[Testo mostrato]

L’ho detto nell’incipit: il modo realistico è alla base del pensiero critico. Per cui dovremmo vedere le cose nell’ottica del loro cambiamento, entro i vincoli dati e le circostanze determinate. Solo così possiamo delineare i fondamentali di un futuro cui corrisponda un’immagine di liberazione e di emancipazione umana che preservi l’eco dei valori del progresso e della giustizia sociale ai tempi di un rinnovato patto fra società, scienza e natura. Vorrei precisare che, in ogni caso, l’emancipazione umana è possibile solo se la priorità è data alla questione di genere, da noi e in giro per il «nostro» mondo interdipendente, piccolo e maledettamente inquinato.

Consentitemi tuttavia, in conclusione, di abbozzare ancora una volta una congettura filosofica. Covid-19 ha messo a fuoco, inter alia, le dimensioni della fragilità delle nostre democrazie. Ma ha messo a nudo anche la nostra vulnerabilità e la nostra fragilità e ci ha ricordato quanto sia miope e filosoficamente ottuso sottovalutare l’importanza del nostro essere, in quanto esseri umani, corpi in carne e ossa, corpi e menti di animali umani esposti alla sorte e all’inaspettato. Noi non abbiamo corpi. Noi siamo corpi. Allo stesso modo, noi non abitiamo la Terra, la Madre terra, noi le apparteniamo.

Noi siamo certamente esseri frutto dell’evoluzione culturale tanto quanto lo siamo dell’evoluzione naturale. Noi non siamo i signori dell’universo, né i pinnacoli orgogliosi della creazione. Noi siamo nello stato contingente dell’essere creature nel senso che il mondo non è in alcun caso nostro. Infine, il nostro slogan prezioso «una sola umanità, un solo pianeta» va integrato con la glossa che ci ricorda che, come viventi, noi non siamo soli. La glossa elide la pretesa illusoria dell’eccezionalità antropocentrica.

Come siamo parte della natura e della cultura, come siamo un impasto di biologia e di logica, così noi apparteniamo al sistema e alla comunità del vivente. L’umanità è un sottoinsieme della comunità biotica. Il riconoscimento di ciò è il riconoscimento di un limite umano, solo umano. Viene fatto di pensare al limite cui il grande Leopardi nella Ginestra alludeva, potendo evocare a questo punto la solidarietà umana, solo umana, e la «social catena».  E questo può essere il nucleo di una nuova prospettiva di ecologia radicale e di giustizia sociale.

[/Testo mostrato]
[Materiale fornito]

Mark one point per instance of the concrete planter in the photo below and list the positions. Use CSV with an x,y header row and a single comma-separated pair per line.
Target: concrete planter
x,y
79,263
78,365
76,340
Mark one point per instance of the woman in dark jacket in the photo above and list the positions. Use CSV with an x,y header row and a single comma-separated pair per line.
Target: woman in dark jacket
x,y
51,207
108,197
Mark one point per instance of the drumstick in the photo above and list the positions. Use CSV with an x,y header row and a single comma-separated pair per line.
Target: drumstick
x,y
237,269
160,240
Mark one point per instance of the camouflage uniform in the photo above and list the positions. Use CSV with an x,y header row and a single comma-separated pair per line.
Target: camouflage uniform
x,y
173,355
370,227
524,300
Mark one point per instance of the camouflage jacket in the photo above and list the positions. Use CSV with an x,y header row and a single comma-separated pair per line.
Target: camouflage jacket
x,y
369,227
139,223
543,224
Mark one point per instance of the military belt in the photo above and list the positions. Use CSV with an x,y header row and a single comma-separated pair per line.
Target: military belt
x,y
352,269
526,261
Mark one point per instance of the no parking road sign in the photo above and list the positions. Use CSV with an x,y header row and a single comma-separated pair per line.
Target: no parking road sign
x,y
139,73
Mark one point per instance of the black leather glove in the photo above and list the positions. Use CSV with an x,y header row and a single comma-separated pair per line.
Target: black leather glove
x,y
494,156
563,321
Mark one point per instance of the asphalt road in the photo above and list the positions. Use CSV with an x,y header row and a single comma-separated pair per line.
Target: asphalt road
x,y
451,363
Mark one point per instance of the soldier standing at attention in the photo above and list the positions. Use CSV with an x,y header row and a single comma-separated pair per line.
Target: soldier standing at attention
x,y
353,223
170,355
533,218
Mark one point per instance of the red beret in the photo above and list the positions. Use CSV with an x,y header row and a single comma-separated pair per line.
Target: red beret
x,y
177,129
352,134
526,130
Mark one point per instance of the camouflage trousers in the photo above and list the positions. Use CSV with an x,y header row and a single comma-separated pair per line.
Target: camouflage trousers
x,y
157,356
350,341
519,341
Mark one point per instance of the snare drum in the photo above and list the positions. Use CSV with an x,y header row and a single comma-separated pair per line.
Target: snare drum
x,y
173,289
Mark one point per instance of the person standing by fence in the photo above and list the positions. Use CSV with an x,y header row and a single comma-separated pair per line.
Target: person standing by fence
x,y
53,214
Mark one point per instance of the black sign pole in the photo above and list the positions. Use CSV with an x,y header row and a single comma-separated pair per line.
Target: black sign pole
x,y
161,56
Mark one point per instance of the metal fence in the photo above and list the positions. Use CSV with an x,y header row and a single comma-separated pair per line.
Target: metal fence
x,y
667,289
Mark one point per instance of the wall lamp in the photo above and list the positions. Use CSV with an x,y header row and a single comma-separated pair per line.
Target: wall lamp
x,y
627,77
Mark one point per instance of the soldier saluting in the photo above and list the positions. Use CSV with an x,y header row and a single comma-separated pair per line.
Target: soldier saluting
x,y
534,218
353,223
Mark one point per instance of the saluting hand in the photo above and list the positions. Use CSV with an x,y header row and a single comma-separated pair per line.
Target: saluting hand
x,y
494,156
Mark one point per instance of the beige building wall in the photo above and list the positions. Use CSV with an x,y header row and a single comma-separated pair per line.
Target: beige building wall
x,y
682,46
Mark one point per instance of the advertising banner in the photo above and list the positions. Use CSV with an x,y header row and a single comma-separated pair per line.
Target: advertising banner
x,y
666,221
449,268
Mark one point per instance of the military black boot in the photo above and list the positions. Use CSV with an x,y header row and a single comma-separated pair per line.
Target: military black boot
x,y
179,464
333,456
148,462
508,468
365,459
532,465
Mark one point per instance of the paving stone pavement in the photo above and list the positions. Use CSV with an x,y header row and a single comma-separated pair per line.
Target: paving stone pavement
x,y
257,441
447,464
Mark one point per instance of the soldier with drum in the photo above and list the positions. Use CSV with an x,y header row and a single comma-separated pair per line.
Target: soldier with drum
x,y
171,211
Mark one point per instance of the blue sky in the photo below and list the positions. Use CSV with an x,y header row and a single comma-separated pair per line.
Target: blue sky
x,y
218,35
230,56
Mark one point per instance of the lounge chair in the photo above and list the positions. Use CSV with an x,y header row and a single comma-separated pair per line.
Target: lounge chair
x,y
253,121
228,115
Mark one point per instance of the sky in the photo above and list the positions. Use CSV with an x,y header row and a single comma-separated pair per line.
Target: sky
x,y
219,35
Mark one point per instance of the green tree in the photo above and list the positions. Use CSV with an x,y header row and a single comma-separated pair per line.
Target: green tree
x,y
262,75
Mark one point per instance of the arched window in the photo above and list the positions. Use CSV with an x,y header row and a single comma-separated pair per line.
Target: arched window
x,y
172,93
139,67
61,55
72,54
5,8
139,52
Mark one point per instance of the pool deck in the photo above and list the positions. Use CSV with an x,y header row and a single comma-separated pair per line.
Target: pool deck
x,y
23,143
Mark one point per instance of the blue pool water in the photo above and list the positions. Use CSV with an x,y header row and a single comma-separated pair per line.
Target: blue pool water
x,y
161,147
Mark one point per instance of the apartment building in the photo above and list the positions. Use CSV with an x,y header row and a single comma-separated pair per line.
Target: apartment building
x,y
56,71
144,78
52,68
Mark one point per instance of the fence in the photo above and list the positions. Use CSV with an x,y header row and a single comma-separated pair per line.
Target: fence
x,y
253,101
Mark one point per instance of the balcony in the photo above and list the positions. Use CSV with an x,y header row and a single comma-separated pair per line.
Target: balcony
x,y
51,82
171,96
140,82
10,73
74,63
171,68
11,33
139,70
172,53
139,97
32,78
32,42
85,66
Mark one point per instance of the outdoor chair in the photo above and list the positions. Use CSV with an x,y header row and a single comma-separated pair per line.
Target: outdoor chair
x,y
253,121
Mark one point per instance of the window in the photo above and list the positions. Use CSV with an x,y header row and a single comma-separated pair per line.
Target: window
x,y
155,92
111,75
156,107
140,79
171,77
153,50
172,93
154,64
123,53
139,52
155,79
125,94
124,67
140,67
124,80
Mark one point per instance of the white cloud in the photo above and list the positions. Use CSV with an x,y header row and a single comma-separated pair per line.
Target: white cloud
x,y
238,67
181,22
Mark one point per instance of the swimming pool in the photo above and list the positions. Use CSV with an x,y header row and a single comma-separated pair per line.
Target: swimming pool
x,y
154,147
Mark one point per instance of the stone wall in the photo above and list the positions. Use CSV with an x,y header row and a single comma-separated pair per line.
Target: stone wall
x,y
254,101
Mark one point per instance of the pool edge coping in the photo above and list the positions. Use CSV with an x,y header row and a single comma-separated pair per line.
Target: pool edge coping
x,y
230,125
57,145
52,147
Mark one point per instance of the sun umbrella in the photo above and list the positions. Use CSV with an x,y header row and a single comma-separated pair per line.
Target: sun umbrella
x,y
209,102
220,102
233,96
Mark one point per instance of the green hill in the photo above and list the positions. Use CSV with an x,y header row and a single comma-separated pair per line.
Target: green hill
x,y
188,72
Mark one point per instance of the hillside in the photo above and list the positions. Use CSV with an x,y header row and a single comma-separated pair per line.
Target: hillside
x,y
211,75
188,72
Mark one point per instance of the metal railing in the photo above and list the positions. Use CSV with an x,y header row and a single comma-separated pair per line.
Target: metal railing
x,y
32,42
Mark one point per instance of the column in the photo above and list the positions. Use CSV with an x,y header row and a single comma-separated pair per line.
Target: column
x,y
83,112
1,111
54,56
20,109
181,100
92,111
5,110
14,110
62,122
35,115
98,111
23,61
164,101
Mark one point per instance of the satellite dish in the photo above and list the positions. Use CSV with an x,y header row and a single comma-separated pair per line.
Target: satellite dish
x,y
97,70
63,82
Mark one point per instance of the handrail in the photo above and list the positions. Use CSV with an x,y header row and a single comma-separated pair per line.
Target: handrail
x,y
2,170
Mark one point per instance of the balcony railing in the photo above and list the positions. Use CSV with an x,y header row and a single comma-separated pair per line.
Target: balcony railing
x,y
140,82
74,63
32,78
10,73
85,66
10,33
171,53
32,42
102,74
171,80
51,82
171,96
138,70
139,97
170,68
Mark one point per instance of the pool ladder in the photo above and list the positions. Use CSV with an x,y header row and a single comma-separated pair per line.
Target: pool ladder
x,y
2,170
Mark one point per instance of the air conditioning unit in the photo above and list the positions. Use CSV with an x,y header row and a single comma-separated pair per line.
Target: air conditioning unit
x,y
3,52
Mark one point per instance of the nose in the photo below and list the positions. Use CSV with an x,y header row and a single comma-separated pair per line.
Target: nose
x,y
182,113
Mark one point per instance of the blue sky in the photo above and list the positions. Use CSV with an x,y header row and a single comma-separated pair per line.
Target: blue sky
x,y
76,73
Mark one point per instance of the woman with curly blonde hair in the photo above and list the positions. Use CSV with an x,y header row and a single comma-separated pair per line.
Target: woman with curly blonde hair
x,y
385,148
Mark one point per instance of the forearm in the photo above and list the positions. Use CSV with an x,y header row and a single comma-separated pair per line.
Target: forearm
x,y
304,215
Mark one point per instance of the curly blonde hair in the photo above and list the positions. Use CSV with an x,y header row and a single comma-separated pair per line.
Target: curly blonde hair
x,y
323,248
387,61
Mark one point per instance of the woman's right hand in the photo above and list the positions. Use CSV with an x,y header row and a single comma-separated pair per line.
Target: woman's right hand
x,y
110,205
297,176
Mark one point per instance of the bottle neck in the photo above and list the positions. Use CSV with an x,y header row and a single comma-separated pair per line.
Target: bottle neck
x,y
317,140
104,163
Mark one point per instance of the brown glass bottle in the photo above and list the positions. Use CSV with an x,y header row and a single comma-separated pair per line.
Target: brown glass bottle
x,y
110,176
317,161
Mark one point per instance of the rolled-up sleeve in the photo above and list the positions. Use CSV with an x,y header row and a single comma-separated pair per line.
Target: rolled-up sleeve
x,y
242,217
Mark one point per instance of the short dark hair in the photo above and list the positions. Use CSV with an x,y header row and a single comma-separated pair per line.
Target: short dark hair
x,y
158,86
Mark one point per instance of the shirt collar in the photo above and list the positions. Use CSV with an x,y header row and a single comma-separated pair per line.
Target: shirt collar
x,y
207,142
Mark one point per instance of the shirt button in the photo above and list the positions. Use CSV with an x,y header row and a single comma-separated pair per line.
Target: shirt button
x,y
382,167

[/Materiale fornito]

Compiti da svolgere:
[A] Rispondi a queste domande sul testo mostrato:
(i) A che cosa va data la priorità perché l'emancipazione umana sia possibile?
(ii) Che cosa ha messo a fuoco Covid-19, fra l'altro?
(iii) Di quale insieme l'umanità è un sottoinsieme?
[B] Traduci in inglese, per favore, questa frase del testo mostrato: «Noi non siamo i signori dell'universo, né i pinnacoli orgogliosi della creazione.»

Risposte ai compiti:
[A]
(i) Alla questione di genere.
(ii) Le dimensioni della fragilità delle nostre democrazie.
(iii) Della comunità biotica.

[B] We are not the lords of the universe, nor the proud pinnacles of creation.